:: Input rows

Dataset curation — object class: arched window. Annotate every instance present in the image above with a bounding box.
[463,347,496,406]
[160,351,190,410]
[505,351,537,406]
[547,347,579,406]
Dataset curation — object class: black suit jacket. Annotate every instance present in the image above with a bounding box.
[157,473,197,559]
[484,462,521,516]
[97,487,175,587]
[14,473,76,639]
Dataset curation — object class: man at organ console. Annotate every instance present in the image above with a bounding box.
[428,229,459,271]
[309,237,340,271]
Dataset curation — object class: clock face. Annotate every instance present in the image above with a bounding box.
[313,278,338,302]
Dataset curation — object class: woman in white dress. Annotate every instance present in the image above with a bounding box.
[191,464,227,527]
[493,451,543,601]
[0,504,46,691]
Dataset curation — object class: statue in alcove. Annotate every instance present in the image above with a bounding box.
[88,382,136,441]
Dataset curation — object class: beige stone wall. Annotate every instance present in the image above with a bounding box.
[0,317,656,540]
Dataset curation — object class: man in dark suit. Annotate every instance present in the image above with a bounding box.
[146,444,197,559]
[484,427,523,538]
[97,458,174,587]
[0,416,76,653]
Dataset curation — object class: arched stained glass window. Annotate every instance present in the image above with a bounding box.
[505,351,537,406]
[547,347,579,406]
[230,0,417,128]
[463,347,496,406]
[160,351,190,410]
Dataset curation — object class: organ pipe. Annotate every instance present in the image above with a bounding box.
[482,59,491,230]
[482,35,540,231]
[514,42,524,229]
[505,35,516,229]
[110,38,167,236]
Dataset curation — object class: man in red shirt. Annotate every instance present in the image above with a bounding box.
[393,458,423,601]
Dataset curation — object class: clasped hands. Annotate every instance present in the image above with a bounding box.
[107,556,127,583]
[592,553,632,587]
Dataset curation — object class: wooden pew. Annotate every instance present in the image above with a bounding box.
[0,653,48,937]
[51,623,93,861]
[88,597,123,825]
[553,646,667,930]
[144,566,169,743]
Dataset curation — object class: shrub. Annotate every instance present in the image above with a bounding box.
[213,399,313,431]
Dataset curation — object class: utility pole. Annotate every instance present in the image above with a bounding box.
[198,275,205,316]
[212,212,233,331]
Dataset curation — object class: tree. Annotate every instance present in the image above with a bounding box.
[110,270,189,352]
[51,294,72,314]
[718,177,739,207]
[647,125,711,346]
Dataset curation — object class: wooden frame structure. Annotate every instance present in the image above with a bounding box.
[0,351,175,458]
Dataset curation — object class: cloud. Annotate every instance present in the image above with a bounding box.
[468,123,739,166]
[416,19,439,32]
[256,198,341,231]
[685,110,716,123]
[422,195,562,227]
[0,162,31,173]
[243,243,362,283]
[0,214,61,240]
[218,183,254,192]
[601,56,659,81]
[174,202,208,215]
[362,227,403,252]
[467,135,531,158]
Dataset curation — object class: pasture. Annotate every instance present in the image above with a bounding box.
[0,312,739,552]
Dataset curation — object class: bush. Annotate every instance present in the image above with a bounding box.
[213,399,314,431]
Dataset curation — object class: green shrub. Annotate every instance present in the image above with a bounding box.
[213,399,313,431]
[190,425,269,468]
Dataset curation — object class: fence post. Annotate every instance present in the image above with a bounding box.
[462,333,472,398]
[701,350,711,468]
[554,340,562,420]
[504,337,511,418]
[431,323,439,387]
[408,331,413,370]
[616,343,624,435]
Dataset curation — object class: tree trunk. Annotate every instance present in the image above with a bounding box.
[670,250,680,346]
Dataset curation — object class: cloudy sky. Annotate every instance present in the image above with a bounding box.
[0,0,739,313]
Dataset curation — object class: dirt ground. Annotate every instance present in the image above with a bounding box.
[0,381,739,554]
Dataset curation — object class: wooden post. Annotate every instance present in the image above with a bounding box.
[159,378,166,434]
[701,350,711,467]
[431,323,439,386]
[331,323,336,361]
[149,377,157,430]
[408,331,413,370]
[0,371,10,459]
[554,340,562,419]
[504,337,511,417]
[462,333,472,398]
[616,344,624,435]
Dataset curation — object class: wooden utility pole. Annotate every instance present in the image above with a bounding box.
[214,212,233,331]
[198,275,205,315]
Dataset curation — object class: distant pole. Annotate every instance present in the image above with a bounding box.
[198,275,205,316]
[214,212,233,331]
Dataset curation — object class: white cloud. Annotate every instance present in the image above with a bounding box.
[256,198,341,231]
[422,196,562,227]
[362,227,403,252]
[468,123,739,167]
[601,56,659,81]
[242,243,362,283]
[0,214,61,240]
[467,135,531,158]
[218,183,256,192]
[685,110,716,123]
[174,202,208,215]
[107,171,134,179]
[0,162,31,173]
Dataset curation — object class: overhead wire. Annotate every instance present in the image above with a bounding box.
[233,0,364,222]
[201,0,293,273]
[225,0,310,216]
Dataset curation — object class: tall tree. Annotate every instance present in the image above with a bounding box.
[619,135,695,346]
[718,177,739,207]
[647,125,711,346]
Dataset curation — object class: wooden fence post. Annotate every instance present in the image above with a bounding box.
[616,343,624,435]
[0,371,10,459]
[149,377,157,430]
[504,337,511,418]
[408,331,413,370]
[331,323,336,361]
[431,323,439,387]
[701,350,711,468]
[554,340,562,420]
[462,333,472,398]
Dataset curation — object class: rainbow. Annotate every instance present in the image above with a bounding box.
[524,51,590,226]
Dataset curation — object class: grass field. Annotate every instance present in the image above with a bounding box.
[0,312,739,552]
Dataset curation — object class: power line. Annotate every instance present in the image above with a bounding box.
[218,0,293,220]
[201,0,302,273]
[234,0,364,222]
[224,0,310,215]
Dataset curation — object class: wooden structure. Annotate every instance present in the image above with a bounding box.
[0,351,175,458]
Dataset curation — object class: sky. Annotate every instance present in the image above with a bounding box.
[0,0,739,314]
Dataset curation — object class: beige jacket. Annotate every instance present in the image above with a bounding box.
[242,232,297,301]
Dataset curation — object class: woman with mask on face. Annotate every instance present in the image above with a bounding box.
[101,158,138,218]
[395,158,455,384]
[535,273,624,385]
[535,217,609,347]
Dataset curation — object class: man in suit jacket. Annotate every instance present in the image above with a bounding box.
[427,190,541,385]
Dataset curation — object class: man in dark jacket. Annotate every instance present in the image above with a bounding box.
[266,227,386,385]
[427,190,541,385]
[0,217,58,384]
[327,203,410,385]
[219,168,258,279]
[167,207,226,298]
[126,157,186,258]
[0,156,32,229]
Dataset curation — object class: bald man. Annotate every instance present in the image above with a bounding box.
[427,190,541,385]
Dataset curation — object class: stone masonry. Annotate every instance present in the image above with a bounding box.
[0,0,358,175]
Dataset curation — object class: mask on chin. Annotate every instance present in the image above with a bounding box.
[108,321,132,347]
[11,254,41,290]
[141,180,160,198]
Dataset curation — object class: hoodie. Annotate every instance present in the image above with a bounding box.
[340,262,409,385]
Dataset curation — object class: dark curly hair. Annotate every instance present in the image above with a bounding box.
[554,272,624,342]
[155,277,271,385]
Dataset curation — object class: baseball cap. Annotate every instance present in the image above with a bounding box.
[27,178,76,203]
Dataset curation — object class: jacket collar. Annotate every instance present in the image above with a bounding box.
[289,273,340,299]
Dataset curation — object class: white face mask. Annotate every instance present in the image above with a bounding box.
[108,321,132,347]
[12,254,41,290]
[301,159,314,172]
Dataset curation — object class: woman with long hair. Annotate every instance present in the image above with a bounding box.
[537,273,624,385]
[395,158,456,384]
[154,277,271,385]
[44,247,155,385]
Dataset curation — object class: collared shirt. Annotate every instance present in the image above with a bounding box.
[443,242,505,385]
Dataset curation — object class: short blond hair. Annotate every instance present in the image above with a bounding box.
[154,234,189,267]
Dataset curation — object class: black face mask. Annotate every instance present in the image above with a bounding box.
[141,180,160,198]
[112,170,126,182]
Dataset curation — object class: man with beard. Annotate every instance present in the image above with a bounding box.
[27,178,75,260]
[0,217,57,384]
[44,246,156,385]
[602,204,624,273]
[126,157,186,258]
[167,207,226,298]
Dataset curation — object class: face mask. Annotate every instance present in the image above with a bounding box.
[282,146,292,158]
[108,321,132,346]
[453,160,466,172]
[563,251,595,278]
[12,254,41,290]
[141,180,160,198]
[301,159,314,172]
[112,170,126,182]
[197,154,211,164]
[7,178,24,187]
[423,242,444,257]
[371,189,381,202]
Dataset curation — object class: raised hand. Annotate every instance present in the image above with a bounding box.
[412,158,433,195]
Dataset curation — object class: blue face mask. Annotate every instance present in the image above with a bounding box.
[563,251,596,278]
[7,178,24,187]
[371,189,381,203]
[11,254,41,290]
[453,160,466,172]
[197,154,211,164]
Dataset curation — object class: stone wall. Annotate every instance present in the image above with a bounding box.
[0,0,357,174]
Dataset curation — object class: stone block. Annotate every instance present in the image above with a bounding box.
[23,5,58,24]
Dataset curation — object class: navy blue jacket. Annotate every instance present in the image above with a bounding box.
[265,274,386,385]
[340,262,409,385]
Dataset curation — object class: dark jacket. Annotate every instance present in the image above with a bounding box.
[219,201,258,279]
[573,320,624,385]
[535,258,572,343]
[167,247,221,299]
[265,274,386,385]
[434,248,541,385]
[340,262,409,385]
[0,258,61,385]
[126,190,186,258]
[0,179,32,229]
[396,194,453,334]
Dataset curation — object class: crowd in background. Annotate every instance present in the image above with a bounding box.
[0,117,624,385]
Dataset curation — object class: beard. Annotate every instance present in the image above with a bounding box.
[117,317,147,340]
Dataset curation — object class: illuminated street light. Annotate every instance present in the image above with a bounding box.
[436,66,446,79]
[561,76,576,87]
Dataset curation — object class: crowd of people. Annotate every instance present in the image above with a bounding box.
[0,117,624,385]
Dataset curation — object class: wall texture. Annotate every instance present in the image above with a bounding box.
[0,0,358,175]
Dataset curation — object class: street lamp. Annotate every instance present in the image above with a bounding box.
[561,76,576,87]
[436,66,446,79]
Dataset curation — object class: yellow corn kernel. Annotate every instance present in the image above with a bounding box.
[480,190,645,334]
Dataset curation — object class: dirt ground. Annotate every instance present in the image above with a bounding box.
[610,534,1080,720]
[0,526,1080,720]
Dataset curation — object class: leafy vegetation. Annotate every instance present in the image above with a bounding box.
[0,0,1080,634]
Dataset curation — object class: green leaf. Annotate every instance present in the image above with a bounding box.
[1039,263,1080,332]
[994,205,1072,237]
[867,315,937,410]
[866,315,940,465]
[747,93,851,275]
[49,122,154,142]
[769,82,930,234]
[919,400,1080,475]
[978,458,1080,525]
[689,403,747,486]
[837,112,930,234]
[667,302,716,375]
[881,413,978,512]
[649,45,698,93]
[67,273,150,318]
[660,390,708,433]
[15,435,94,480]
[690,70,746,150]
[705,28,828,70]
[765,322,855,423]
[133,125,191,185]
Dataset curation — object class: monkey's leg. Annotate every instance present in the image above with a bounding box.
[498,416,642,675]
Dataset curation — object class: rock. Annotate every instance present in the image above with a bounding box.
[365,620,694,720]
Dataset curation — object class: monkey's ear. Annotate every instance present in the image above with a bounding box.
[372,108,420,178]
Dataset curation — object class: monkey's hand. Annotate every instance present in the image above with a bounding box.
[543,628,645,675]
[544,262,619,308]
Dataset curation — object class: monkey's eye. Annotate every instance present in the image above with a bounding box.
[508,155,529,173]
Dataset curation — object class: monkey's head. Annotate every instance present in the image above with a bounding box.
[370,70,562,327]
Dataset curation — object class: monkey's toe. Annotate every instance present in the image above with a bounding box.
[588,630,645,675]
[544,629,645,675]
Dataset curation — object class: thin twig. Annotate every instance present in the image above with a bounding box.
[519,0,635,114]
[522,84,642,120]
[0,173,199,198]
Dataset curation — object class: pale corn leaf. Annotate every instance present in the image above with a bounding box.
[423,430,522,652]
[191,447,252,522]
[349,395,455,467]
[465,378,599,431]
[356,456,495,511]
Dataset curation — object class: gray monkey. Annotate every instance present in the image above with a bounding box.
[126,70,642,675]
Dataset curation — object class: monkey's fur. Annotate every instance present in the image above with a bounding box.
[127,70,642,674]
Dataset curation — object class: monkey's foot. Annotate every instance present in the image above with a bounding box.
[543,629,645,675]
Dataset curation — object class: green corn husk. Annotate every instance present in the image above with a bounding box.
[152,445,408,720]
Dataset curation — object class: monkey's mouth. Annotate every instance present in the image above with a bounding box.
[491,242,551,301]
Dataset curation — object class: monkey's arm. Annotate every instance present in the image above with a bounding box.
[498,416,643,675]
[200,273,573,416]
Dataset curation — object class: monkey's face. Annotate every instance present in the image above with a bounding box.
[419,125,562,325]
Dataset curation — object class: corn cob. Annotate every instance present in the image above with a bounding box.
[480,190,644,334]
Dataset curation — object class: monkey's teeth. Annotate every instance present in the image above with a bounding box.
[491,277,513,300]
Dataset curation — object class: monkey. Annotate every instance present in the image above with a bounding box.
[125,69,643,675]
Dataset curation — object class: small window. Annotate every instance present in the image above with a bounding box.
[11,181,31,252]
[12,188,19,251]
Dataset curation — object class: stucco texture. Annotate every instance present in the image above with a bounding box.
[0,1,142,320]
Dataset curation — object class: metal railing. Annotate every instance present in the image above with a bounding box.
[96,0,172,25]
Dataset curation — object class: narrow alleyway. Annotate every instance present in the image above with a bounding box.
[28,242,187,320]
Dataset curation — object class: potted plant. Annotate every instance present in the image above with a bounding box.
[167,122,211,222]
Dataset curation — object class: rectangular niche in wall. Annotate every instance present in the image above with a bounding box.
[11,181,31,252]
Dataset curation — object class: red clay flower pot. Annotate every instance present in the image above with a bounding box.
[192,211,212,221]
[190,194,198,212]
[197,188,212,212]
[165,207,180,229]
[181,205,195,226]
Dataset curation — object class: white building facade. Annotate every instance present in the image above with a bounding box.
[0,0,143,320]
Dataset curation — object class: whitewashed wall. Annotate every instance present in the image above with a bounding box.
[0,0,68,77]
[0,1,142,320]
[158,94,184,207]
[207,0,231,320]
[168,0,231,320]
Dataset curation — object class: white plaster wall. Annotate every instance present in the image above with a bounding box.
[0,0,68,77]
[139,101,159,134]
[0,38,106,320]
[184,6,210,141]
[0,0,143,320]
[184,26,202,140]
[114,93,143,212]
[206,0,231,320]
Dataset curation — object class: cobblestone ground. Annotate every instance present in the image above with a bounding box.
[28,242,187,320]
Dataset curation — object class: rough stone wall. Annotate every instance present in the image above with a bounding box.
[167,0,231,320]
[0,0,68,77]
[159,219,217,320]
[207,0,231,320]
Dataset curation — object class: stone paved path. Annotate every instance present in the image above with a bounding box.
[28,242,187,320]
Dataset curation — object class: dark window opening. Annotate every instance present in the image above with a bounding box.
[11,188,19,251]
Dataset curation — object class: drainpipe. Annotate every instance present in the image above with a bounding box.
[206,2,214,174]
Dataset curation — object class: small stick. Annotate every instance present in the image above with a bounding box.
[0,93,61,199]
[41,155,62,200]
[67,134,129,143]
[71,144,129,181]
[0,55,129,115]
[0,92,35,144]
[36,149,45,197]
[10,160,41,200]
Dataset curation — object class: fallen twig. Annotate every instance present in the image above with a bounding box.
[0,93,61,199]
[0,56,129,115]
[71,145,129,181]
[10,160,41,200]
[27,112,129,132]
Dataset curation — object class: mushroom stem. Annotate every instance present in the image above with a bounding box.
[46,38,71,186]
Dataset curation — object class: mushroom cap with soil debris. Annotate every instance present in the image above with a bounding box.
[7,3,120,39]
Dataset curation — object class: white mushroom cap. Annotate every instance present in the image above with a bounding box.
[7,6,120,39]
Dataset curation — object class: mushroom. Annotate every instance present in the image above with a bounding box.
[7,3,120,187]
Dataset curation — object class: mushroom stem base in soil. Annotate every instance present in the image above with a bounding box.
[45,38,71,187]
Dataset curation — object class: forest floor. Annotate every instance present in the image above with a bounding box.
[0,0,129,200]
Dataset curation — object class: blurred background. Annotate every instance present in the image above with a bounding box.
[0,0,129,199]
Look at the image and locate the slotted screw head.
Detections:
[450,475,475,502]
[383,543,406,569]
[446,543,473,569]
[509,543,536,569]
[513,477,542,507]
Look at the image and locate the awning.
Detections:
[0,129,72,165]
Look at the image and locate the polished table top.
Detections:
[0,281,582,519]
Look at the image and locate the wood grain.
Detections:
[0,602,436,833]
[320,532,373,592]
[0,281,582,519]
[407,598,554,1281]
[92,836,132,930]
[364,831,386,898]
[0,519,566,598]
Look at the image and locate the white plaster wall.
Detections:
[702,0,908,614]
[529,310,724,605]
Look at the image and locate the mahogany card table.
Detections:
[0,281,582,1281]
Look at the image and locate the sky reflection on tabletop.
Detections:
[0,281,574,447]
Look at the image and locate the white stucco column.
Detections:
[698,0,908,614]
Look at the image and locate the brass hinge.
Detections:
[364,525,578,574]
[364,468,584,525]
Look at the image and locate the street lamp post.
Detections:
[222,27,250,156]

::::

__Written instruction__
List each line in the listing above that contains the string "pole". Case counts.

__Worked answer__
Dataset curation — object class: utility pole. Annotate every instance present in the image above with a bounding box.
Dataset curation — object class: wooden utility pole. Annotate every instance present in the image above with a bounding box.
Dataset curation — object class: distant pole. Annotate every instance present in the image above with a bounding box.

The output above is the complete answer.